Exercise aim: Copy word for word, please, the lines of the entries below running from the one containing "positive clicks: (1204, 256)" to the one containing "negative clicks: (1618, 687) (1582, 687)", both ends included.

>>

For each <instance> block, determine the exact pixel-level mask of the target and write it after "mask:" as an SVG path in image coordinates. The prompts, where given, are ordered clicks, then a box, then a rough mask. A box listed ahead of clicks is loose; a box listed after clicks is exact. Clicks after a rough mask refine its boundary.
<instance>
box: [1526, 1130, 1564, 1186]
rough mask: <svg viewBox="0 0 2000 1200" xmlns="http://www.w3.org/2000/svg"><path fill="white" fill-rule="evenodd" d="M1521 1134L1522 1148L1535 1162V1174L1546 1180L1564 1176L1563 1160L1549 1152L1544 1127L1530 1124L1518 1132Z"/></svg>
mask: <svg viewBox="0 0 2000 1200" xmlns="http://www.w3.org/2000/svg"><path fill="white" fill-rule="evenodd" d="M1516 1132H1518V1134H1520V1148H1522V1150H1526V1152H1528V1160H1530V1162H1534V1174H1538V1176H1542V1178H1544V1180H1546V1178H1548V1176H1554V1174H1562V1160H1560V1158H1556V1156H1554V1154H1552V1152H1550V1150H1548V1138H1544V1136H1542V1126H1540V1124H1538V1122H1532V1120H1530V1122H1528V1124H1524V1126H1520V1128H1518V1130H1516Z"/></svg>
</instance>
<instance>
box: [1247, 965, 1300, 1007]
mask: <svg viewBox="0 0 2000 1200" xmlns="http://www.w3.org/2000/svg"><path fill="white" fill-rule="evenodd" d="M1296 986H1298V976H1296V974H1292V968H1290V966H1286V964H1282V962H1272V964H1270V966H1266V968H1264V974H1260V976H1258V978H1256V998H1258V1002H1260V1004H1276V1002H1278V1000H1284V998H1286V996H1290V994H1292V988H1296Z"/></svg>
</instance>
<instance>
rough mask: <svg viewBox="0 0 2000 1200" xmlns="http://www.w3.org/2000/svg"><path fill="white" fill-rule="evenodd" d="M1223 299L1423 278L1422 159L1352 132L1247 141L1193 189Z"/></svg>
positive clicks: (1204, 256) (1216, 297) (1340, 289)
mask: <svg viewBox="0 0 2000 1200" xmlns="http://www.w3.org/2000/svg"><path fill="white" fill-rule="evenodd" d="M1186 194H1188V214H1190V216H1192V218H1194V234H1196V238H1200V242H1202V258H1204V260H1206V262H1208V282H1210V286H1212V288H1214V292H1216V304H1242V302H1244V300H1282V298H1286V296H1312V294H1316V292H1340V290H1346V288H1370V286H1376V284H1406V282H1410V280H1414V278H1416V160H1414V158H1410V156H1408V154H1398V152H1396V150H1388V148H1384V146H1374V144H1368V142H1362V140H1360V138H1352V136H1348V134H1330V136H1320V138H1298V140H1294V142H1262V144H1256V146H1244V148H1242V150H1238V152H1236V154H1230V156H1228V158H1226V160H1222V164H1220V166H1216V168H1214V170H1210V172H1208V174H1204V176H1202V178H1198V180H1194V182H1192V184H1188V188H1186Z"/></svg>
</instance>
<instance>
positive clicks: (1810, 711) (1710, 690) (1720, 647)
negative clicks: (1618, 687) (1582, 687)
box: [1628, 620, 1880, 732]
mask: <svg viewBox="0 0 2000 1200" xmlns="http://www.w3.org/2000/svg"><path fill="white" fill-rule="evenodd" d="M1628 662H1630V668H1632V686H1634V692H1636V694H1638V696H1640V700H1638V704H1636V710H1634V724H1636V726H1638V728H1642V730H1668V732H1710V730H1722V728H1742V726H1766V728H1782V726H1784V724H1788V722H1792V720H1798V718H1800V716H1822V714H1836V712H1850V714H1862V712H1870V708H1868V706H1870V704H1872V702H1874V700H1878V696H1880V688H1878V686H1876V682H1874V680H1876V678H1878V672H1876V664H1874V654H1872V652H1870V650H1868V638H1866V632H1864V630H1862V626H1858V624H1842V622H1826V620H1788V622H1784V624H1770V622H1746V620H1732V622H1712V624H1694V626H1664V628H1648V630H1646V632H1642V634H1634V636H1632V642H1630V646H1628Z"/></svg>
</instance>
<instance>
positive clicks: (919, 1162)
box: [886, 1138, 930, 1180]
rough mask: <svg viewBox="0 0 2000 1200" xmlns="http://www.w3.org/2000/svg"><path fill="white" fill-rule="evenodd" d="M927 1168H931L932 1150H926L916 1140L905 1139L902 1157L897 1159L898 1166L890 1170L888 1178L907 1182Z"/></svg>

<<

Task result:
positive clicks: (1204, 256) (1216, 297) (1340, 289)
mask: <svg viewBox="0 0 2000 1200" xmlns="http://www.w3.org/2000/svg"><path fill="white" fill-rule="evenodd" d="M1186 194H1188V214H1190V216H1192V218H1194V234H1196V238H1200V242H1202V258H1204V260H1206V262H1208V282H1210V286H1212V288H1214V292H1216V304H1242V302H1244V300H1282V298H1286V296H1312V294H1316V292H1340V290H1346V288H1370V286H1376V284H1406V282H1410V280H1414V278H1416V160H1414V158H1410V156H1408V154H1398V152H1396V150H1388V148H1384V146H1374V144H1368V142H1362V140H1360V138H1352V136H1348V134H1330V136H1320V138H1298V140H1294V142H1262V144H1256V146H1244V148H1242V150H1238V152H1236V154H1230V156H1228V158H1226V160H1222V164H1220V166H1216V168H1214V170H1210V172H1208V174H1204V176H1202V178H1198V180H1194V182H1192V184H1188V188H1186Z"/></svg>
</instance>
<instance>
positive clicks: (1810, 711) (1710, 690) (1720, 647)
negative clicks: (1618, 687) (1582, 687)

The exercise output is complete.